==== Data to use

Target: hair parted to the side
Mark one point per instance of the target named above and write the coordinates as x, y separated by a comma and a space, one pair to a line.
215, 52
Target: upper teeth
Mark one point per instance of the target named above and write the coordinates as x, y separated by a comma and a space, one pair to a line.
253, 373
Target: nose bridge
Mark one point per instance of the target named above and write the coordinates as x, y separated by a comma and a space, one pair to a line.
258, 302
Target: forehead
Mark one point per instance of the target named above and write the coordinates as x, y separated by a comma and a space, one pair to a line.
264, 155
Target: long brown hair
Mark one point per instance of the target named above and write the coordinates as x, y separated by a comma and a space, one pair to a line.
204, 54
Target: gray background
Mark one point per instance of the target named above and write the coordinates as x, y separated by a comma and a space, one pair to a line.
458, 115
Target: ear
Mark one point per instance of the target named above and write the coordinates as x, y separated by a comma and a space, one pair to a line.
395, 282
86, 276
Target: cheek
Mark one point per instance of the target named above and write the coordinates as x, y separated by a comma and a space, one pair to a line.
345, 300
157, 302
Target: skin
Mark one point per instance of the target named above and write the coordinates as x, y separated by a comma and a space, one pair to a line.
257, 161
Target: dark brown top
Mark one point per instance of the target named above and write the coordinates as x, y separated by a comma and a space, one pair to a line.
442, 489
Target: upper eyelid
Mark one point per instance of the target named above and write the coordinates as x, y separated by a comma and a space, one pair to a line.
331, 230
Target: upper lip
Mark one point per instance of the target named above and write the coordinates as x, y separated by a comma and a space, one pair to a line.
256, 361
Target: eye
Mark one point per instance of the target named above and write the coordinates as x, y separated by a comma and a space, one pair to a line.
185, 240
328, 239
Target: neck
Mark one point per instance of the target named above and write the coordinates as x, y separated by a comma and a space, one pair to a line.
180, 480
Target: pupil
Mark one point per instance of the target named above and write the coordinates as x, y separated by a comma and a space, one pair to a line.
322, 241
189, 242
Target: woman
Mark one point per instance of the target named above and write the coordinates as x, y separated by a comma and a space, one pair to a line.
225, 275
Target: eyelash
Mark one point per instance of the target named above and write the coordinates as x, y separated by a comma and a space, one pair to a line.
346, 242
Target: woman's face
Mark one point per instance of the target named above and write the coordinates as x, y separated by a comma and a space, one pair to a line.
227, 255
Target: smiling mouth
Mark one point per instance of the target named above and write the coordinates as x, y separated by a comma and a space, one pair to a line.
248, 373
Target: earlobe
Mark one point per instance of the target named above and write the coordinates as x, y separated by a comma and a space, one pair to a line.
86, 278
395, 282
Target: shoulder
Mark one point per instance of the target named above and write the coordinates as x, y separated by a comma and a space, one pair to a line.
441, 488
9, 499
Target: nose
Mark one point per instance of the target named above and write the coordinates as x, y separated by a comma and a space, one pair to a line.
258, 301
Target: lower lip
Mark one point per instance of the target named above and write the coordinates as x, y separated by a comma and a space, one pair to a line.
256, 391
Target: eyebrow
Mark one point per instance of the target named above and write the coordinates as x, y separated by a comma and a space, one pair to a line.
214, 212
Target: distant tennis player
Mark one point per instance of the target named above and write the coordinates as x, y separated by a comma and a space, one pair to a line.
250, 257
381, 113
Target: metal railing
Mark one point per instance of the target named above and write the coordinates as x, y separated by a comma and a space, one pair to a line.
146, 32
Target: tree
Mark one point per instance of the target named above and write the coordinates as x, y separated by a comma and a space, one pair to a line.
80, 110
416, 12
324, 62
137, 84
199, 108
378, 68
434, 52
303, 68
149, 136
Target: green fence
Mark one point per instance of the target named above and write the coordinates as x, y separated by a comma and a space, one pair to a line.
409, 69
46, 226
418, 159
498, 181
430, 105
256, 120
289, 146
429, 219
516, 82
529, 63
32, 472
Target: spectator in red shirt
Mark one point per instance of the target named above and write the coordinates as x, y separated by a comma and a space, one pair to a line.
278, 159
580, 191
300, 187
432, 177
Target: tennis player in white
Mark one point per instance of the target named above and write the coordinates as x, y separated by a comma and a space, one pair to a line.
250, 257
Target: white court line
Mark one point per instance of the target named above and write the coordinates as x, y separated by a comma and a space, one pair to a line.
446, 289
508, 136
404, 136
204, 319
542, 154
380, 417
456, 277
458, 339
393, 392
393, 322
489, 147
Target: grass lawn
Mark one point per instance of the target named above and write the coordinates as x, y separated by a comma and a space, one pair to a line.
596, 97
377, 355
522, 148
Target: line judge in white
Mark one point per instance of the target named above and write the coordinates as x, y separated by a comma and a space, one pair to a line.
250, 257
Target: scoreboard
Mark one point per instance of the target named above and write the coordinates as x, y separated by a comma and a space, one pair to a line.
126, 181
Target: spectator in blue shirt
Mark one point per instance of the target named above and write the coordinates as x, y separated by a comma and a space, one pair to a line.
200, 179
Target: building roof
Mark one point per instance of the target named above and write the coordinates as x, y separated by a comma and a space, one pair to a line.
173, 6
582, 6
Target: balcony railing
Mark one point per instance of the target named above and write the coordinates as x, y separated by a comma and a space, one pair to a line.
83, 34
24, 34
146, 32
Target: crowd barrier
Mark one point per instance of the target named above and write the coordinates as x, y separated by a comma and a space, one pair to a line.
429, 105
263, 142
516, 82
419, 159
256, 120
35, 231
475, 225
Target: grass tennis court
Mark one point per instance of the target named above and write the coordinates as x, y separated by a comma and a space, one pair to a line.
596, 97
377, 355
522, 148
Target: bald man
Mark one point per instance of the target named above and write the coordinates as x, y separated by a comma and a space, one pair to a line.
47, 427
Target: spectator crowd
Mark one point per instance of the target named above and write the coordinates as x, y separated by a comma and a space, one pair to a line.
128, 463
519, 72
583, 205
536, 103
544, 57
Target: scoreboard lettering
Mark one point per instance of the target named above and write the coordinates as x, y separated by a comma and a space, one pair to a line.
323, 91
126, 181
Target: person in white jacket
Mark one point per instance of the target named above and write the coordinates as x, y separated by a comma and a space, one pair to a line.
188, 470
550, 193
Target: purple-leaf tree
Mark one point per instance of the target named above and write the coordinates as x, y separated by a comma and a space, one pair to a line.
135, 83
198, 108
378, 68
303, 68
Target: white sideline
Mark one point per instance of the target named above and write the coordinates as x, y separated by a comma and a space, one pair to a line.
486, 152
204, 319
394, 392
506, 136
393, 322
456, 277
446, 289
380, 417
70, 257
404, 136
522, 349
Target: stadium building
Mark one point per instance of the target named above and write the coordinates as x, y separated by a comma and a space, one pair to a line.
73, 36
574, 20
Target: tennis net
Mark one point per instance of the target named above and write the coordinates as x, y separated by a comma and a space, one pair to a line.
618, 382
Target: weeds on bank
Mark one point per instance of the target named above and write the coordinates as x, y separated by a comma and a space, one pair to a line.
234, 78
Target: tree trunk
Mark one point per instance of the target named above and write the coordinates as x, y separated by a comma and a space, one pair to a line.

========

Rewrite all of the data above, replacing each occurrence of "one pair to a line" with "each pair on its own line" and keeping every other character unchanged.

Target: hair parted to the side
Mark one point per instance of the target named above and write the coordinates as x, y separated by a comma and a space, each pair on its own line.
215, 52
Target: upper teeth
Mark one point per instance of the target named above and write the coordinates as x, y separated by a comma and a space, each pair on its own line.
253, 373
Target: nose bridge
Mark one point per instance of the target named above and write the coordinates as x, y separated by a comma and a space, each pair on its own line.
258, 302
Target: forehead
Mark one point per instance of the target named above and write the coordinates as x, y separated by a comma and a space, each pair on its own line.
264, 155
Target: long brown hair
Mark one point per instance of the target named above and write the coordinates as x, y separated by a comma and a space, each pair on its own line.
204, 54
Target: gray background
Mark one point per instance of the target named above and write the coordinates as x, y separated by a comma and a space, each pair on its own line.
458, 115
Target: ear
Mark one point per instance of the target named above and write the coordinates as x, y separated by a comma and a space, each pair on its own line.
395, 282
86, 276
Target: cheek
Mark one point per instance of the target named above and write the coordinates as x, y separated by a comma and a space, each pair on its own line.
345, 300
157, 302
Target: skin
Mark one point per instance of the target named above and write the coordinates as x, y separated by a comma and a space, each pair on its own line.
257, 161
Target: dark brown top
Mark one point per instance of the target named above and write the coordinates as x, y separated by a comma and a space, each pair on its own line.
442, 489
Target: upper eyelid
Mark one point per instance of the target named above and write the coordinates as x, y separated by a comma and a space, each pair on its own line.
331, 230
Target: upper lip
Mark one point per instance of the target named above and write the coordinates as x, y separated by a comma and a space, each pair on its own line.
256, 361
Target: eye
Mark one point per instance of the target named above and write the coordinates as x, y separated by a comma and a space, each pair on its own line.
185, 240
328, 239
Target: neck
Mark one point per instance of the target named above and write the coordinates as x, y separated by a comma and a space, each pair on its own line.
180, 480
Target: pupil
Mark one point per instance of the target named above and write the coordinates as x, y separated by a comma and a space, each pair on its own line.
322, 241
189, 242
Target: woman
Mark one point per instance of the target named above and write the coordinates as x, y separated by a comma and a space, each pair on its own line.
225, 275
Target: eyelash
Mark one point per instance of the target named above and write the coordinates as x, y separated by a comma and a space, each pair on its own line.
346, 242
Target: woman's face
Mark one point per instance of the target named above and write the coordinates as x, y separated by a comma and a space, each pair on its own line.
227, 255
Target: smiling mouth
Mark one point per instance of the target named above and write the coordinates as x, y separated by a comma and a space, each pair on its own line.
248, 373
Target: earlobe
Mark one point per instance of the target named above and write the coordinates as x, y separated by a comma and a space, each pair on its own line.
86, 278
395, 282
Target: shoulder
Mark one point per instance of the target named above and write the coordinates as x, y separated by a comma and a space, each pair on its own line.
441, 488
9, 499
Target: nose
Mark one point per instance of the target named above and write the coordinates as x, y separated by a comma and a space, each pair on its own line.
258, 301
Target: lower lip
Mark one point per instance of the target named above and write the coordinates as x, y separated by a comma and a space, each pair on its own line.
256, 391
Target: eyebrow
Mark one point per instance of the target named above and write the coordinates as x, y separated by a comma and a space, each pair on its own line.
214, 212
Target: distant tennis player
Mark one point per instance of the target named above and write the coordinates as x, y separated by a comma and a space, each pair on its own line.
250, 257
381, 113
Target: metal railing
Mark one point per instance of the target named above and write the coordinates as x, y separated by a comma and a space, each pair on its own line.
146, 32
Target: tree
Mark one point per instance of the target named above and write the coordinates as x, y separated by a comma and a space, each pair on its own line.
80, 110
416, 12
324, 62
137, 84
199, 108
378, 68
434, 52
303, 68
149, 136
Target: green fence
Mark one point per instance of the target named above and write the coordinates as x, y separated by a comma and a space, each pair on its own line.
409, 69
46, 226
418, 159
498, 181
430, 105
256, 120
289, 146
429, 219
516, 82
529, 63
32, 472
Target: spectator in red shirt
Mark one point per instance of the target named above and write the coordinates as x, y separated by a comma and a space, each pair on its own line.
278, 159
580, 191
300, 187
432, 177
Target: tennis player in white
Mark one point per instance of the target named above and write the coordinates as x, y separated by a comma and a space, each pair on its own line.
250, 257
Target: white court line
Mark one point per instance of the target named above and write the coordinates as x, y separated by a comma and a space, each pair on its own line.
446, 289
508, 136
404, 136
204, 319
542, 154
380, 417
456, 277
458, 339
393, 392
393, 322
489, 147
Target: grass lawn
Mark one point per instance of the target named above and write the coordinates as x, y separated by a comma and a space, each pair on its own line.
596, 97
377, 355
522, 148
Target: line judge in white
Mark one point per instance of the target named above and write the coordinates as x, y separated by a comma and a space, each pair on its own line.
250, 257
Target: scoreboard
Mark one point per instance of the target named above and write the coordinates as x, y separated by a comma and a space, each pair on its own line.
126, 181
Target: spectator in blue shirt
Mark one point per instance of the target named above and write the coordinates as x, y separated by a comma and a space, each pair on its own line.
200, 179
Target: building roof
Mark one point per instance of the target named above and write the coordinates as x, y separated by a comma and a space, each pair on its own line.
173, 6
582, 6
Target: balcony railing
Mark one point per instance of the target named above and write the coordinates as x, y separated by a comma and a space, each pair on its own line.
83, 34
24, 34
146, 32
Target: crowd barrier
Mark one point per instance of the target named above and write the coordinates as x, y separated by a comma and a space, each pair on its own line.
429, 105
263, 142
516, 82
419, 159
256, 120
35, 231
475, 225
Target: grass tennis court
Mark one point per instance of the target named above and write the coordinates as x, y separated by a comma and a space, each pair on its own line.
596, 97
377, 355
522, 148
Target: bald man
Mark one point per instance of the target named above and write the coordinates as x, y separated by a comma and a space, each pair on its own line.
47, 427
Target: spectator crowd
Mark one point per instance of the target named above and write the coordinates as x, y separated by a comma and a space, each pair on its own line.
128, 463
519, 72
583, 205
536, 103
544, 57
Target: scoreboard lettering
Mark one point per instance of the target named above and write the coordinates as x, y separated by a comma and a space, each pair on its own line.
323, 91
126, 181
Target: person in white jacket
Mark one point per instance of the target named above and write the coordinates as x, y separated by a comma and a space, each pair on its own line.
188, 470
550, 193
Target: purple-leaf tree
Mark one point per instance of the target named above and write the coordinates as x, y separated by a comma and a space, each pair on its own line.
135, 83
198, 108
378, 68
303, 68
Target: white sideline
Mark one point per instance of the target named above and write the coordinates as x, y separated by a comma and a space, each pair on its own line.
486, 152
204, 319
394, 392
506, 136
393, 322
456, 277
446, 289
380, 417
70, 257
404, 136
522, 349
Target: stadium building
Mark one point per instance of the target named above and write the coordinates as x, y separated by a comma and a space, each pair on its own line.
73, 36
574, 20
Target: tennis net
Mark one point per instance of the target named above and write the coordinates as x, y separated by a comma and a space, each pair on its own line.
618, 382
Target: weeds on bank
Mark one point per instance of the target named above and write the coordinates as x, y separated by a comma and a space, each pair on its own line.
234, 78
Target: tree trunk
Mark one point per instance of the target named above and write the coordinates as x, y separated by a comma and a space, each pair on its own line.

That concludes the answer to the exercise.